Provided passage ::
===============

Regarding early stages R&D processes, the EC may consider factors such as the nature and scope of the innovation efforts, the objectives of the different lines of research, the specialization of the different teams involved or the results of the undertaking’s past innovation efforts.

The geographic dimension of a relevant market containing pipeline products may need to reflect the geographic dimension of the underlying R&D effort.

Multi-sided platforms23

The EC may define a relevant product market for the products offered by a platform in a way that encompasses all (or multiple) user groups, or it may define separate relevant product markets for the products offered on each side of the platform. The EC will define separate markets where there are significant differences in the substitution possibilities on the different sides of the platform, based on (i) the fact that the undertakings offering substitutable products for each user group differ, (ii) the degree of product differentiation on each side (or each user group’s perception thereof), or (iii) behavioral factors such as the homing decisions of each user group and the nature of the platform (for instance whether it is a transaction or a matching platform). When zero monetary prices form an integral part of multi-sided platforms’ business strategy, non-price parameters, such as product functionalities, intended use, interoperability with other products or data portability, are particularly relevant for the assessment of substitution.

===============

Entries shown ::
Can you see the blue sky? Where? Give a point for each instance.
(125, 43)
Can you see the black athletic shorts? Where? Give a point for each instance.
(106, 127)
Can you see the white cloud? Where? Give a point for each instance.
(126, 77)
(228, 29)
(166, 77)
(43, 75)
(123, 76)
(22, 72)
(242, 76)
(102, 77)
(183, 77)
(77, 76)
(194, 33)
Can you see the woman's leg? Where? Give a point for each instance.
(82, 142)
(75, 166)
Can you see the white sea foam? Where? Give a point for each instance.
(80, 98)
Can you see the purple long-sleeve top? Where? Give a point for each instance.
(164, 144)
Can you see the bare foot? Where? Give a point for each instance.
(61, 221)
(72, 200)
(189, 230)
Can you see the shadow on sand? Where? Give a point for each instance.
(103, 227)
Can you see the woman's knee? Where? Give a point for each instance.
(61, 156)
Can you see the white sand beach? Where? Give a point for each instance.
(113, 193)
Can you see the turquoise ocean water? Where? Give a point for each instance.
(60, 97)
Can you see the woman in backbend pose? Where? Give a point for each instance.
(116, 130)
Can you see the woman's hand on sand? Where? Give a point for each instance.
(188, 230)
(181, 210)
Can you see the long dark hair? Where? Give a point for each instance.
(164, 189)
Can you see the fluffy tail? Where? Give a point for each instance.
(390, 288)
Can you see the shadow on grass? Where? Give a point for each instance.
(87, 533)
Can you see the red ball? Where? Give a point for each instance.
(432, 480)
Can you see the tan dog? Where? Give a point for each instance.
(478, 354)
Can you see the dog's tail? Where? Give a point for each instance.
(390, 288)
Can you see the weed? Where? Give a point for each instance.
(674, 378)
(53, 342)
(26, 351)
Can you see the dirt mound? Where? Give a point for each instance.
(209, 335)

===============

Stated problem 1 ::
Print the part of the market definition passage that begins at the words "Regarding early stages" and stops after "past innovation efforts.".
Stated problem 2 ::
Summarize the market definition passage in two sentences.
The lines shown here are material separate from the market definition passage.

Task answer 1 ::
Regarding early stages R&D processes, the EC may consider factors such as the nature and scope of the innovation efforts, the objectives of the different lines of research, the specialization of the different teams involved or the results of the undertaking’s past innovation efforts.

Task answer 2 ::
For early-stage R&D, the EC may weigh factors such as the nature and scope of innovation efforts, research objectives, team specialization and past results, and the geographic market for pipeline products may need to reflect that of the underlying R&D. For multi-sided platforms, the EC may define one market covering all user groups or separate markets for each side, choosing separate markets where substitution possibilities differ significantly, and when zero monetary prices are integral to the business strategy, non-price parameters such as functionalities and data portability are particularly relevant to assessing substitution.